### [PROBLEMS AND TASKS]
A – According to the HBase commit message, what is the new HBASE_SERVER_PAUSE parameter used for, and what default value is it given?
B – Repeat the part of the HBase commit message between "Posted to commits@hbase.apache.org" and "after exception (Chunhui)", inclusive.

### [PROVIDED PASSAGE]
----------

You are viewing a plain text version of this content. The canonical link for it is here.
Posted to commits@hbase.apache.org by zj...@apache.org on 2013/01/21 03:23:56 UTC
svn commit: r1436111 - in /hbase/trunk:
hbase-common/src/main/java/org/apache/hadoop/hbase/HConstants.java
hbase-server/src/main/java/org/apache/hadoop/hbase/regionserver/HStore.java
Author: zjushch
Date: Mon Jan 21 02:23:56 2013
New Revision: 1436111
URL: http://svn.apache.org/viewvc?rev=1436111&view=rev
Log:
HBASE-7507 Make memstore flush be able to retry after exception (Chunhui)
Modified:
hbase/trunk/hbase-common/src/main/java/org/apache/hadoop/hbase/HConstants.java
hbase/trunk/hbase-server/src/main/java/org/apache/hadoop/hbase/regionserver/HStore.java
Modified: hbase/trunk/hbase-common/src/main/java/org/apache/hadoop/hbase/HConstants.java
URL: http://svn.apache.org/viewvc/hbase/trunk/hbase-common/src/main/java/org/apache/hadoop/hbase/HConstants.java?rev=1436111&r1=1436110&r2=1436111&view=diff
==============================================================================
--- hbase/trunk/hbase-common/src/main/java/org/apache/hadoop/hbase/HConstants.java (original)
+++ hbase/trunk/hbase-common/src/main/java/org/apache/hadoop/hbase/HConstants.java Mon Jan 21 02:23:56 2013
@@ -512,6 +512,17 @@ public final class HConstants {
public static long DEFAULT_HBASE_CLIENT_PAUSE = 1000;
/**
+ * Parameter name for server pause value, used mostly as value to wait before
+ * running a retry of a failed operation.
+ */
+ public static String HBASE_SERVER_PAUSE = "hbase.server.pause";
+
+ /**
+ * Default value of {@link #HBASE_SERVER_PAUSE}.
+ */
+ public static int DEFAULT_HBASE_SERVER_PAUSE = 1000;
+
+ /**
* Parameter name for maximum retries, used as maximum for all retryable
* operations such as fetching of the root region from root region server,
* getting a cell's value, starting a row update, etc.
Modified: hbase/trunk/hbase-server/src/main/java/org/apache/hadoop/hbase/regionserver/HStore.java
URL: http://svn.apache.org/viewvc/hbase/trunk/hbase-server/src/main/java/org/apache/hadoop/hbase/regionserver/HStore.java?rev=1436111&r1=1436110&r2=1436111&view=diff
==============================================================================
--- hbase/trunk/hbase-server/src/main/java/org/apache/hadoop/hbase/regionserver/HStore.java (original)

----------

### [EXTRACTED INFORMATION]

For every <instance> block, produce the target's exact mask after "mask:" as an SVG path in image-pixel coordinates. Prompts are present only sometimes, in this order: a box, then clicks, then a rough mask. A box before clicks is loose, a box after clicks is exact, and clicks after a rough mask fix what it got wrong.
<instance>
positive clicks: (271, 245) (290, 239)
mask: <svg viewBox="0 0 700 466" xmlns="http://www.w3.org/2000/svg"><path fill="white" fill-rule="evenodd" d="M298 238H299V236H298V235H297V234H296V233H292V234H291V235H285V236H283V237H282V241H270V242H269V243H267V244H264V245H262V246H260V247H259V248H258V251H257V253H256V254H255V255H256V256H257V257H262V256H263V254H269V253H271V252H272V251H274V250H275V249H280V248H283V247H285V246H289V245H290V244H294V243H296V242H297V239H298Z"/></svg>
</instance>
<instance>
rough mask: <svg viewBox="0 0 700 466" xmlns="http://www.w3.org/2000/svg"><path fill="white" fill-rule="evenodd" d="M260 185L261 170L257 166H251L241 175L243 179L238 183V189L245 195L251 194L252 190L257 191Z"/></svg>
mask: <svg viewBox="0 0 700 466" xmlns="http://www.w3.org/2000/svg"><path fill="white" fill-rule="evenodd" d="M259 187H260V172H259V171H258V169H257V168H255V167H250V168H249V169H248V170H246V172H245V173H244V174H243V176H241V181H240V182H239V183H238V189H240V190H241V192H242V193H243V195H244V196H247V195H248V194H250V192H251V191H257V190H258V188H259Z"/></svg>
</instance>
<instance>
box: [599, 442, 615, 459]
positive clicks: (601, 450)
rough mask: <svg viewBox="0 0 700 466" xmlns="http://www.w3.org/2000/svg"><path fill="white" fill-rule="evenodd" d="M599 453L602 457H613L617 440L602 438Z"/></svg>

----------

### [OUTPUTS FOR THE TASKS]
A – HBASE_SERVER_PAUSE ("hbase.server.pause") is the parameter name for the server pause value. It is used mostly as the time to wait before running a retry of a failed operation. Its default, DEFAULT_HBASE_SERVER_PAUSE, is 1000.

B –
Posted to commits@hbase.apache.org by zj...@apache.org on 2013/01/21 03:23:56 UTC
svn commit: r1436111 - in /hbase/trunk:
hbase-common/src/main/java/org/apache/hadoop/hbase/HConstants.java
hbase-server/src/main/java/org/apache/hadoop/hbase/regionserver/HStore.java
Author: zjushch
Date: Mon Jan 21 02:23:56 2013
New Revision: 1436111
URL: http://svn.apache.org/viewvc?rev=1436111&view=rev
Log:
HBASE-7507 Make memstore flush be able to retry after exception (Chunhui)